▶ **依頼内容**
(a) 掲載文のうち「画像出力装置及びプログラム」から「再計算し、利用者に提示する。」に至るまでを、一字も変えずに再掲してください。
(b) 掲載文によると、プリンタに故障が起きた場合、故障プリンタの未印刷の画像印刷はどのように処理されますか。

説明

画像出力装置及びプログラム

【課題】複数台のプリンタを内蔵する画像出力装置において、印刷処理にかかる予測時間を算出する画像出力装置を提供する。
【解決手段】画像出力装置1は、利用者が持参した入力メディアから画像データを取得し、記憶部302に保持するとともに、プリント注文入力手段105により入力された注文画像および注文枚数、サイズ、画像処理方法にしたがって、プリント手段103により複数のプリンタを稼動して分散印刷処理を行う。このとき、プリント手段103は、プリント完了までに要する予測時間を、注文枚数、サイズ、画像処理の内容に応じて算出し、利用者に提示する。プリンタに故障が起きた場合には、プリンタ故障時のプリンタ処理415により、故障プリンタの未印刷の画像印刷を他の正常なプリンタに再振り分けして処理させるが、このとき、故障後からプリント完了までに要する予測時間を再計算し、利用者に提示する。

▶ **提供データ**
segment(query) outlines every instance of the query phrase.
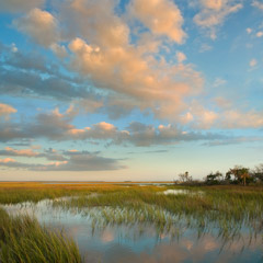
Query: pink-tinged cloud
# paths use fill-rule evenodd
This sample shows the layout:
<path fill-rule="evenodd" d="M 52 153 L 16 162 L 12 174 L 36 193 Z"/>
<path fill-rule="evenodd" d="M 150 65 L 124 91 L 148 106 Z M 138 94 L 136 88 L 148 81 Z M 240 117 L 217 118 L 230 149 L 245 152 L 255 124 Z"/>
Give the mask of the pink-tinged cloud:
<path fill-rule="evenodd" d="M 49 47 L 59 39 L 57 20 L 47 11 L 32 9 L 13 24 L 19 31 L 45 47 Z"/>
<path fill-rule="evenodd" d="M 0 163 L 5 164 L 5 163 L 10 163 L 10 162 L 13 163 L 13 162 L 16 162 L 16 161 L 12 158 L 0 159 Z"/>
<path fill-rule="evenodd" d="M 5 156 L 21 156 L 21 157 L 37 157 L 39 152 L 33 151 L 32 149 L 16 150 L 11 147 L 5 147 L 4 150 L 0 150 L 0 155 Z"/>
<path fill-rule="evenodd" d="M 18 111 L 14 107 L 8 104 L 0 103 L 0 117 L 9 118 L 10 114 L 16 112 Z"/>
<path fill-rule="evenodd" d="M 150 107 L 158 117 L 174 118 L 185 107 L 184 96 L 197 94 L 203 87 L 202 76 L 192 66 L 159 62 L 133 46 L 99 49 L 75 38 L 69 49 L 72 67 L 96 87 L 126 96 L 128 104 L 141 111 Z"/>
<path fill-rule="evenodd" d="M 1 0 L 0 12 L 26 12 L 31 9 L 42 7 L 45 0 Z"/>
<path fill-rule="evenodd" d="M 251 5 L 254 7 L 254 8 L 260 9 L 260 10 L 263 10 L 263 2 L 260 2 L 260 1 L 254 0 L 254 1 L 251 3 Z"/>

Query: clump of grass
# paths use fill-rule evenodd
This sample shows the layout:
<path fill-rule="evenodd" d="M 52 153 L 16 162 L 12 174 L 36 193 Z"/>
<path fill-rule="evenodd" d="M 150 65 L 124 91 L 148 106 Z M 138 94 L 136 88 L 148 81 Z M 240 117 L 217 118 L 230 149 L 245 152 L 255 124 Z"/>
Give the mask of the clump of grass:
<path fill-rule="evenodd" d="M 149 222 L 158 228 L 179 227 L 198 230 L 218 229 L 219 236 L 231 238 L 242 227 L 251 232 L 262 232 L 263 192 L 240 187 L 188 187 L 203 194 L 164 195 L 158 187 L 130 187 L 125 191 L 101 192 L 90 197 L 82 196 L 54 202 L 54 206 L 78 211 L 99 207 L 96 221 L 102 224 Z M 262 190 L 262 188 L 261 188 Z M 110 209 L 108 209 L 110 208 Z M 181 226 L 180 226 L 181 227 Z"/>
<path fill-rule="evenodd" d="M 79 263 L 77 244 L 62 232 L 41 227 L 28 216 L 11 217 L 0 208 L 1 263 Z"/>

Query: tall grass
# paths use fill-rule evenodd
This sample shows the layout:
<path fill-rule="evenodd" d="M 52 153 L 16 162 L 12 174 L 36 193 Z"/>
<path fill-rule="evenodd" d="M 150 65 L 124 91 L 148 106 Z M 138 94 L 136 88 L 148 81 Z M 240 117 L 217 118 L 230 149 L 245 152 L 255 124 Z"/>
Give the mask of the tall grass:
<path fill-rule="evenodd" d="M 130 187 L 55 201 L 56 207 L 78 209 L 96 224 L 149 222 L 159 229 L 193 227 L 198 230 L 218 229 L 231 238 L 243 227 L 252 233 L 263 231 L 263 191 L 244 187 L 191 187 L 195 194 L 164 195 L 159 187 Z M 203 191 L 203 194 L 199 194 Z"/>
<path fill-rule="evenodd" d="M 1 263 L 78 263 L 76 243 L 61 232 L 41 227 L 28 216 L 11 217 L 0 208 Z"/>

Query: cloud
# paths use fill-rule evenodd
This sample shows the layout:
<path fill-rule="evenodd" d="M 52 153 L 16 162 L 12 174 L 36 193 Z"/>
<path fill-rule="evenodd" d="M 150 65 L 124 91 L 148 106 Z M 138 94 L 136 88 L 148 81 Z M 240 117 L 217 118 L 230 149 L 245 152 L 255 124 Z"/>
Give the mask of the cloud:
<path fill-rule="evenodd" d="M 262 37 L 263 36 L 263 32 L 262 31 L 259 31 L 256 34 L 255 34 L 256 37 Z"/>
<path fill-rule="evenodd" d="M 49 47 L 59 39 L 57 23 L 49 12 L 37 8 L 13 22 L 19 31 L 30 35 L 33 41 L 45 47 Z"/>
<path fill-rule="evenodd" d="M 8 119 L 10 114 L 16 113 L 16 112 L 18 111 L 14 107 L 4 103 L 0 103 L 0 117 Z"/>
<path fill-rule="evenodd" d="M 262 2 L 260 2 L 260 1 L 253 1 L 252 3 L 251 3 L 251 5 L 252 7 L 254 7 L 254 8 L 258 8 L 258 9 L 260 9 L 260 10 L 263 10 L 263 3 Z"/>
<path fill-rule="evenodd" d="M 201 11 L 194 16 L 194 22 L 204 30 L 208 30 L 211 39 L 216 39 L 217 27 L 227 16 L 242 9 L 242 3 L 235 0 L 199 0 Z"/>
<path fill-rule="evenodd" d="M 178 5 L 170 0 L 133 0 L 129 12 L 140 20 L 156 35 L 168 36 L 182 44 L 186 37 L 183 31 L 183 16 Z"/>
<path fill-rule="evenodd" d="M 45 0 L 0 0 L 0 12 L 26 12 L 42 7 Z"/>
<path fill-rule="evenodd" d="M 37 157 L 39 153 L 32 149 L 16 150 L 11 147 L 5 147 L 4 150 L 0 150 L 0 156 Z"/>
<path fill-rule="evenodd" d="M 245 31 L 249 35 L 252 33 L 252 28 L 250 28 L 250 27 L 248 27 Z"/>
<path fill-rule="evenodd" d="M 24 169 L 30 171 L 110 171 L 125 169 L 118 159 L 100 157 L 91 152 L 78 152 L 62 161 L 53 161 L 46 164 L 23 163 L 14 159 L 0 159 L 0 167 Z"/>
<path fill-rule="evenodd" d="M 103 50 L 76 38 L 69 48 L 72 67 L 88 75 L 96 87 L 116 92 L 116 98 L 126 96 L 133 107 L 152 108 L 158 117 L 174 118 L 184 107 L 183 98 L 203 87 L 202 76 L 191 65 L 145 59 L 133 46 Z"/>

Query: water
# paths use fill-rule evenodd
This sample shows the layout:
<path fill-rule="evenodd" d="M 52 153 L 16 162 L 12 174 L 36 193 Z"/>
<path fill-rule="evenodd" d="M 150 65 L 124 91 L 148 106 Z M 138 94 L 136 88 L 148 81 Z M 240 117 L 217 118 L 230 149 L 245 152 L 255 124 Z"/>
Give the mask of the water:
<path fill-rule="evenodd" d="M 190 191 L 190 190 L 165 190 L 161 192 L 164 195 L 173 194 L 185 194 L 185 195 L 203 195 L 204 191 Z"/>
<path fill-rule="evenodd" d="M 90 263 L 174 263 L 174 262 L 262 262 L 262 237 L 251 239 L 243 229 L 242 236 L 224 242 L 214 231 L 198 233 L 196 229 L 181 229 L 181 235 L 157 231 L 149 224 L 104 225 L 94 227 L 90 215 L 76 209 L 55 208 L 52 201 L 37 204 L 22 203 L 3 206 L 9 214 L 35 216 L 42 225 L 64 229 L 72 237 Z"/>

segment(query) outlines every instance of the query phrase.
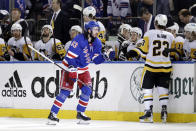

▶ **完全な解答**
(a)
画像出力装置及びプログラム

【課題】複数台のプリンタを内蔵する画像出力装置において、印刷処理にかかる予測時間を算出する画像出力装置を提供する。
【解決手段】画像出力装置1は、利用者が持参した入力メディアから画像データを取得し、記憶部302に保持するとともに、プリント注文入力手段105により入力された注文画像および注文枚数、サイズ、画像処理方法にしたがって、プリント手段103により複数のプリンタを稼動して分散印刷処理を行う。このとき、プリント手段103は、プリント完了までに要する予測時間を、注文枚数、サイズ、画像処理の内容に応じて算出し、利用者に提示する。プリンタに故障が起きた場合には、プリンタ故障時のプリンタ処理415により、故障プリンタの未印刷の画像印刷を他の正常なプリンタに再振り分けして処理させるが、このとき、故障後からプリント完了までに要する予測時間を再計算し、利用者に提示する。

(b) 他の正常なプリンタに再振り分けして処理されます。